ASSIGNMENT: Start at the top and transcribe every record through the final line exactly.

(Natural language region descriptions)
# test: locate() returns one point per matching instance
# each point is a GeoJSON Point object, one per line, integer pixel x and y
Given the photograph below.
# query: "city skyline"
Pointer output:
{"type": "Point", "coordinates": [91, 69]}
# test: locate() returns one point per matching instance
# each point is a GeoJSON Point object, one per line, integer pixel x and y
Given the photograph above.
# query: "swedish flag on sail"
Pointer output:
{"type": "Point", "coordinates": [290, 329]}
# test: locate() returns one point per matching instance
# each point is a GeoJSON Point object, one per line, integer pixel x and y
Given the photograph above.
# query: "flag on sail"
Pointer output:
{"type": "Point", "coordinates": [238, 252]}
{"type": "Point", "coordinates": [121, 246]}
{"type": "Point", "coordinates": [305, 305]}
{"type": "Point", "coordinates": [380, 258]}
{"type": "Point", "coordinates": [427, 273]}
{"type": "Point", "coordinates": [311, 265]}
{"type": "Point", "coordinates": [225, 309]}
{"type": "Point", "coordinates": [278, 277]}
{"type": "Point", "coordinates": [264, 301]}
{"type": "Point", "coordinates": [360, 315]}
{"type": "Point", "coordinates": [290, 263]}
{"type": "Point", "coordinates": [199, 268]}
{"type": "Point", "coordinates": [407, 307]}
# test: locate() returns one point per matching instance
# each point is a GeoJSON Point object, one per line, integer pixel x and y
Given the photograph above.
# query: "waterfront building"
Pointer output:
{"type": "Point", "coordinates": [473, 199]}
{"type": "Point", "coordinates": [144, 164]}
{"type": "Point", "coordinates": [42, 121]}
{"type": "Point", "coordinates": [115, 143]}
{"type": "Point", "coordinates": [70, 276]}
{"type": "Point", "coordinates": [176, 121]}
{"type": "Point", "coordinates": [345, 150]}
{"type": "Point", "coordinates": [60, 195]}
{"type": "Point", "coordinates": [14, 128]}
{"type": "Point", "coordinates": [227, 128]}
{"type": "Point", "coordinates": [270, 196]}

RESULT OF THIS TASK:
# test: locate() returns one point per matching instance
# each point is a GeoJSON Point object, one per line, integer pixel x and y
Given the photograph below.
# query: "city skyline"
Pointer output:
{"type": "Point", "coordinates": [91, 69]}
# test: locate() returns one point per matching instance
# each point is a GeoJSON Point object, one per line, integer pixel x and y
Given the photograph above.
# query: "swedish flag on sail"
Pointer output:
{"type": "Point", "coordinates": [290, 329]}
# test: locate() returns one point per matching instance
# each point is a GeoJSON Point object, one per line, integer pixel x and y
Given the photograph above.
# query: "flag on sail"
Pointer output:
{"type": "Point", "coordinates": [238, 252]}
{"type": "Point", "coordinates": [121, 246]}
{"type": "Point", "coordinates": [305, 305]}
{"type": "Point", "coordinates": [380, 258]}
{"type": "Point", "coordinates": [427, 273]}
{"type": "Point", "coordinates": [311, 265]}
{"type": "Point", "coordinates": [225, 309]}
{"type": "Point", "coordinates": [278, 277]}
{"type": "Point", "coordinates": [264, 301]}
{"type": "Point", "coordinates": [360, 315]}
{"type": "Point", "coordinates": [290, 263]}
{"type": "Point", "coordinates": [199, 268]}
{"type": "Point", "coordinates": [407, 307]}
# test: locate() returns one point per matching instance
# each point is a GeoJSON Point object, one per line, integer pixel x and y
Given the photograph above.
# query: "waterfront building"
Pointer output:
{"type": "Point", "coordinates": [473, 199]}
{"type": "Point", "coordinates": [144, 164]}
{"type": "Point", "coordinates": [42, 121]}
{"type": "Point", "coordinates": [115, 143]}
{"type": "Point", "coordinates": [70, 276]}
{"type": "Point", "coordinates": [176, 121]}
{"type": "Point", "coordinates": [345, 150]}
{"type": "Point", "coordinates": [60, 195]}
{"type": "Point", "coordinates": [14, 128]}
{"type": "Point", "coordinates": [227, 128]}
{"type": "Point", "coordinates": [270, 196]}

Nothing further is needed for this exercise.